# INSTRUCTION
Switch every "bounding box" in the entries below to "rectangle" and write the lines out again, leaving everything else as it is.

# DATA SHOWN
— BEGIN —
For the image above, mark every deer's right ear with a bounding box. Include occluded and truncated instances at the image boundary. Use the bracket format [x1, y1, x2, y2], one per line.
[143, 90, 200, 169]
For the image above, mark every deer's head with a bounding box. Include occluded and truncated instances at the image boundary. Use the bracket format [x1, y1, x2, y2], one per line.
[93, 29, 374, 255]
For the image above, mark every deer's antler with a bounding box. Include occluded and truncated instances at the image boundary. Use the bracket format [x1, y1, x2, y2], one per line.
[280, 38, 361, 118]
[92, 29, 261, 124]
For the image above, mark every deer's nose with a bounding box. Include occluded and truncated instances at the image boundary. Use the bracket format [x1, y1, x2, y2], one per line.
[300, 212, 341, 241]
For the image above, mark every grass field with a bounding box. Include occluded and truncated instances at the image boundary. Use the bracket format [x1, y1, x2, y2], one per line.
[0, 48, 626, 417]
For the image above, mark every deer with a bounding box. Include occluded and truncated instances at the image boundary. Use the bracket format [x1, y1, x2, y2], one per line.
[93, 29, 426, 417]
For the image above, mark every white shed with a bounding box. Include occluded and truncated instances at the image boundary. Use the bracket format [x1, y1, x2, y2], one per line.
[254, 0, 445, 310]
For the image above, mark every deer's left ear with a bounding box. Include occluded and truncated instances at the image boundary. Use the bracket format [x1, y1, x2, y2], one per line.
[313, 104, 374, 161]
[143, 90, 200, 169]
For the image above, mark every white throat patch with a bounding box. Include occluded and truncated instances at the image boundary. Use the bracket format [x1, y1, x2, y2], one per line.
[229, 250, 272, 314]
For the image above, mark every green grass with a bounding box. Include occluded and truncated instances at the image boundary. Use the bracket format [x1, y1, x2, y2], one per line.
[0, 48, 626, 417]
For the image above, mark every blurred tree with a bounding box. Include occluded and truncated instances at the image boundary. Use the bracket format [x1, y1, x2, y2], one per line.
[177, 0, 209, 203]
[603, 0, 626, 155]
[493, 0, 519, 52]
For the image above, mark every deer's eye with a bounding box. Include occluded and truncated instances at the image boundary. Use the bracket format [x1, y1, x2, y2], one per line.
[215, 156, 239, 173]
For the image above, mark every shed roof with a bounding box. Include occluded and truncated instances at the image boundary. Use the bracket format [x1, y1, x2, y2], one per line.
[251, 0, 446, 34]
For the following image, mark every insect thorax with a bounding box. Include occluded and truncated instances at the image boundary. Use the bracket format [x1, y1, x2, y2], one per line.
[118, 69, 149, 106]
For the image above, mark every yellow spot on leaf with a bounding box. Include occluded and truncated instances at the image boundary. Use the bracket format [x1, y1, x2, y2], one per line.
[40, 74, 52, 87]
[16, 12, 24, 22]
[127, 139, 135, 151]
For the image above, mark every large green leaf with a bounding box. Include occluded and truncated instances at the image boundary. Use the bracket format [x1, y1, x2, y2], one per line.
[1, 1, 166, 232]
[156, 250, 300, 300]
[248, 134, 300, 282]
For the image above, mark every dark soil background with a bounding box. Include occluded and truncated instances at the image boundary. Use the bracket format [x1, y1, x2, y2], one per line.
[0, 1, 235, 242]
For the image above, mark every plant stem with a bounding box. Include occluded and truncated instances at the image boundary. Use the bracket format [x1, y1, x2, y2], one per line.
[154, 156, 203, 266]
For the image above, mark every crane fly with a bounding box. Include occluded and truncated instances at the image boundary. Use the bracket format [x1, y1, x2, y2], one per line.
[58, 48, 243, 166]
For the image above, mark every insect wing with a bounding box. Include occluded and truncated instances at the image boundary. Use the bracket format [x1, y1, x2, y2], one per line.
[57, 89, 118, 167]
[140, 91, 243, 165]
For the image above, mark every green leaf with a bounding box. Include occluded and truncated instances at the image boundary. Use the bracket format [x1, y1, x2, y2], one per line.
— END —
# ANSWER BELOW
For the image above, mark every deer's right ear with a rectangle. Include occluded and truncated instances at the image boundary. Use the bracket format [x1, y1, x2, y2], one per line.
[143, 90, 200, 169]
For the image above, mark every deer's head with a rectangle. Include occluded and truncated instances at the image boundary. Use the bracket format [x1, y1, x2, y2], one per line.
[93, 29, 374, 255]
For the image above, mark every deer's antler with a rectangle. Include occluded and truncated instances at the image boundary. Use the bracket format [x1, y1, x2, y2], one per line.
[280, 38, 361, 118]
[92, 29, 261, 124]
For the image above, mark every deer's nose with a rectangle. Include occluded and truncated instances at the image boundary. Use the bracket format [x1, y1, x2, y2], one per line.
[300, 212, 341, 241]
For the image above, mark every grass field with a rectangle. Include occluded and truncated instances at the image boundary. Use the bracket format [x1, y1, x2, y2], one per line.
[0, 48, 626, 417]
For the image above, mark every deer with a rectangle. Include occluded and truncated instances at the image boundary. Use the bracket format [x1, y1, x2, y2], one per line.
[93, 29, 426, 417]
For the image above, mark every white shed with a rectangle. Include occluded and truncated instances at the image boundary. Use the bracket format [x1, y1, x2, y2], one per line.
[254, 0, 445, 310]
For the image above, mark every deer's left ear with a rectangle. Include occluded and truncated instances at the image boundary. Use the bracket format [x1, y1, x2, y2], one per line.
[313, 104, 374, 161]
[143, 90, 200, 169]
For the image above, mark every white throat patch with a rectangle. Include occluded and truncated instances at the image boundary. Use the bracket format [x1, y1, x2, y2], one per line.
[229, 250, 272, 314]
For the image above, mark every green grass with a rectangle. Include occluded and truncated instances at the image boundary. Use the bracket format [x1, y1, x2, y2], one per line.
[0, 48, 626, 417]
For the image above, mark every blurred tree with a rectangle. Include occluded and truncated instances at the image boundary. Use the bracket format [x1, y1, x2, y2], one per line.
[177, 0, 209, 203]
[603, 0, 626, 155]
[493, 0, 519, 52]
For the image above, mark every deer's eye with a rectangle. Include occluded and truncated instances at the image boundary. Use the bracket format [x1, y1, x2, y2], one per line.
[215, 156, 239, 173]
For the image above, mark every shed roof with a rectangle. Include occluded and truncated instances at the image boundary. Use the bracket format [x1, y1, x2, y2], one per line.
[251, 0, 446, 34]
For the following image, mark every insect thorax with a rectangle. Include occluded and truncated instances at the image boundary. Use the bracket format [x1, y1, x2, y2], one per line.
[118, 69, 149, 106]
For the image above, mark every yellow spot on leaf with a rectangle. Include occluded and truncated instances at the image boundary. Use the bracket format [x1, y1, x2, y2], one per line.
[40, 74, 52, 87]
[16, 12, 24, 22]
[127, 139, 135, 151]
For the image above, mark every large green leaf with a rectangle. Include occluded and truncated instances at the image boundary. Use the bracket format [x1, y1, x2, y2], one per line.
[1, 1, 166, 232]
[156, 250, 300, 300]
[248, 134, 300, 282]
For the image above, mark every dark soil background with a rectangle. Include occluded and truncated instances at the image boundary. Use the bracket format [x1, y1, x2, y2], one per line.
[0, 1, 235, 242]
For the image above, mark every plant stem with a rectangle. Include occluded and truncated instances at the image boundary. Use the bracket format [x1, y1, x2, y2], one per line.
[154, 156, 203, 266]
For the image above, mark every crane fly with a rectangle. Include occluded and truncated instances at the image boundary. Use the bracket format [x1, y1, x2, y2], one per line.
[58, 48, 243, 166]
For the image above, mark every insect wing with a rectangle. Include occluded and truncated instances at the image boundary. Use the bracket format [x1, y1, x2, y2], one per line.
[57, 89, 118, 167]
[140, 91, 243, 165]
For the image above, mark every green leaf with a rectangle. Include occluded and truncated instances at the image boundary. Use the bracket format [x1, y1, x2, y2], one per line.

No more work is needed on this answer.